→ TASK GOAL
What is needed here is every entry, retyped exactly.

(Records from a data collection)
* * * * * * *

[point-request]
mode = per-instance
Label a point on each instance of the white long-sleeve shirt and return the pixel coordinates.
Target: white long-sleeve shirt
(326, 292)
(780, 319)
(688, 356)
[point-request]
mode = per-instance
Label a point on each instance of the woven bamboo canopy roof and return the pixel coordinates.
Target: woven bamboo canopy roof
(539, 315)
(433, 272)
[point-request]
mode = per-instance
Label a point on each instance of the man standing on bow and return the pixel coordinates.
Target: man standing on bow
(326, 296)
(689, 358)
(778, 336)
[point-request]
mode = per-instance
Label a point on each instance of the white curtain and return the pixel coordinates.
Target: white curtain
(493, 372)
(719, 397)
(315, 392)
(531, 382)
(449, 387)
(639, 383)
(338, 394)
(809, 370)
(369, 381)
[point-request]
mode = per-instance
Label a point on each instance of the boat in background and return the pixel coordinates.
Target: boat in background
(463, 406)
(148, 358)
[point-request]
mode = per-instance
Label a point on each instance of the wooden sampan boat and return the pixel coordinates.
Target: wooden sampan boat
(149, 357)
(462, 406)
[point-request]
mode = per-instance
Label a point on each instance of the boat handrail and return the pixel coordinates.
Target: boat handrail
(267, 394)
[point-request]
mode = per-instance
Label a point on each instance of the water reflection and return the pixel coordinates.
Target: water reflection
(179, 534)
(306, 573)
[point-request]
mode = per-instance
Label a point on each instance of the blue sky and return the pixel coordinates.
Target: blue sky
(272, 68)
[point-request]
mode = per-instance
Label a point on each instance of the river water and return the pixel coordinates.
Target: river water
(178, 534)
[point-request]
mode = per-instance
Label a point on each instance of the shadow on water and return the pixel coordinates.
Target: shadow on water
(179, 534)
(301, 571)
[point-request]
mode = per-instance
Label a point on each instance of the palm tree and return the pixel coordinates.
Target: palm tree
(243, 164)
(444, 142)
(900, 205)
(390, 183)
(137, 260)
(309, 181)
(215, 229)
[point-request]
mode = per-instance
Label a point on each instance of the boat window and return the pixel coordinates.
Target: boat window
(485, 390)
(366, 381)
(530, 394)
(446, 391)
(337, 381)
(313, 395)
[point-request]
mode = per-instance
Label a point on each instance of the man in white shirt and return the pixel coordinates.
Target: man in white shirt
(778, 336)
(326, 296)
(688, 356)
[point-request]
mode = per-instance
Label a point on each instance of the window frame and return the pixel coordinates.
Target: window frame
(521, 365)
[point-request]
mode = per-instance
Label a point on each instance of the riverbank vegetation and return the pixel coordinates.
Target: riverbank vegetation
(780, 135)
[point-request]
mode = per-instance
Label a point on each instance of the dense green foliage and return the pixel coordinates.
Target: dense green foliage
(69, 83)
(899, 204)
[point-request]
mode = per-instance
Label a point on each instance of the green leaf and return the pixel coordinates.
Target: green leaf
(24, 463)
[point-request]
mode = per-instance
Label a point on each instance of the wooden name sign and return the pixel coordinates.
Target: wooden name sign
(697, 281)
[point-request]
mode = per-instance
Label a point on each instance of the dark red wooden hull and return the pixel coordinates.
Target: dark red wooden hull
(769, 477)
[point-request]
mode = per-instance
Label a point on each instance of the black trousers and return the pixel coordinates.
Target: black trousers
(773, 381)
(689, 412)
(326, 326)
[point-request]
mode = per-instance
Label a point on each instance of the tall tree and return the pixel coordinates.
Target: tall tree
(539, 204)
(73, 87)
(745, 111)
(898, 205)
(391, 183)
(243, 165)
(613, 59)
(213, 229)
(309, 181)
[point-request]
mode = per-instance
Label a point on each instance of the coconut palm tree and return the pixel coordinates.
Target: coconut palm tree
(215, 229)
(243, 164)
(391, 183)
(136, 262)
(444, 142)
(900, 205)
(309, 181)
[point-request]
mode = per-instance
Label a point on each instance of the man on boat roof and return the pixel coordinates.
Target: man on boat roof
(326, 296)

* * * * * * *

→ WRITTEN ANSWER
[point-request]
mode = per-instance
Label a point on each instance of the white long-sleeve shirt and return the pixel coordinates.
Target: white long-sleeve shirt
(326, 292)
(780, 319)
(688, 356)
[point-request]
mode = per-instance
Label a point on each instance of the woven bamboo canopy roof and return the pixel coordinates.
Target: woven bamboo canopy roof
(539, 315)
(433, 272)
[point-request]
mode = per-instance
Label a point on each instance of the man standing on bow and return the pixel coordinates.
Target: man standing on bow
(326, 296)
(689, 358)
(778, 336)
[point-request]
mode = per-instance
Label a point on each instance of the white curtain and return the pixel coordinates.
Target: white curtain
(493, 372)
(719, 397)
(315, 392)
(531, 382)
(449, 387)
(639, 383)
(338, 394)
(809, 370)
(369, 381)
[point-request]
mode = per-instance
Label a point on each instance of the boat in background and return the pixel coordinates.
Target: boat in background
(463, 406)
(148, 358)
[point-request]
mode = per-instance
Label a point on each instance of the wooden sampan boat and return the pixel coordinates.
Target: wooden sampan boat
(149, 357)
(462, 406)
[point-request]
mode = per-instance
Label a point on each instance of the boat handrail and return the pixel coordinates.
Target: boat handrail
(267, 394)
[point-request]
mode = per-instance
Label a point on each instance of the water reflection and return the pixel coordinates.
Target: water reflection
(179, 534)
(306, 573)
[point-request]
mode = per-instance
Label a point on each instance of the blue sky and return the pixel coordinates.
Target: blue sky
(272, 68)
[point-request]
mode = per-instance
Label a point on each instance of the river water and return the pixel coordinates.
Target: river water
(178, 534)
[point-request]
mode = per-instance
Label a point on each instance of the shadow on water and return the pixel coordinates.
Target: shadow on water
(179, 534)
(301, 571)
[point-request]
mode = per-instance
Label a point on each instance of the palm tree and return the pixel coordinates.
Target: palm tree
(243, 164)
(444, 142)
(900, 205)
(390, 183)
(137, 260)
(309, 181)
(215, 229)
[point-request]
mode = per-instance
Label a point on each instance of the boat window and return the pixel coordinates.
Target: boat window
(485, 390)
(366, 381)
(530, 394)
(446, 391)
(337, 381)
(313, 395)
[point-request]
mode = per-instance
Label a point on each instance of the man in white shirt and return the pixel coordinates.
Target: man in white shirt
(778, 336)
(326, 296)
(688, 356)
[point-request]
mode = per-instance
Label a point on each instance of the window frame and return the pixel coordinates.
Target: window frame
(521, 365)
[point-request]
mode = per-instance
Label a point on each instance of the riverbank vegetation and return the pixel coordinates.
Target: riverbank vegetation
(780, 135)
[point-request]
mode = per-instance
Label a point on each instance of the dense green foliage and return the pixel coordinates.
Target: dense green foliage
(69, 83)
(899, 204)
[point-request]
mode = per-instance
Label a point on each instance of the green leaf and return the pixel coordinates.
Target: green leaf
(24, 463)
[point-request]
mode = per-instance
Label a point on each instance of the wooden name sign and return the pixel coordinates.
Target: wooden name sign
(697, 281)
[point-request]
mode = per-instance
Label a point on each instance of the dark red wooden hull and return the pixel coordinates.
Target: dark red wooden hull
(769, 477)
[point-request]
mode = per-instance
Label a point on each instance of the black trousers and return the pixel coordinates.
Target: black trousers
(773, 381)
(689, 412)
(326, 326)
[point-request]
mode = per-instance
Label a point on each instance of the tall tree and return the pixel coordinates.
Target: tall tree
(539, 204)
(73, 87)
(745, 111)
(898, 205)
(391, 183)
(243, 165)
(613, 59)
(213, 229)
(309, 181)
[point-request]
mode = per-instance
Label a point on each instance of the coconut palm tree and return the pixel coordinates.
Target: coconut palm tree
(215, 229)
(243, 164)
(391, 183)
(136, 262)
(444, 142)
(900, 205)
(309, 181)
[point-request]
mode = per-instance
Label a point on each instance of the man on boat roof and return the pixel coordinates.
Target: man on boat roof
(326, 296)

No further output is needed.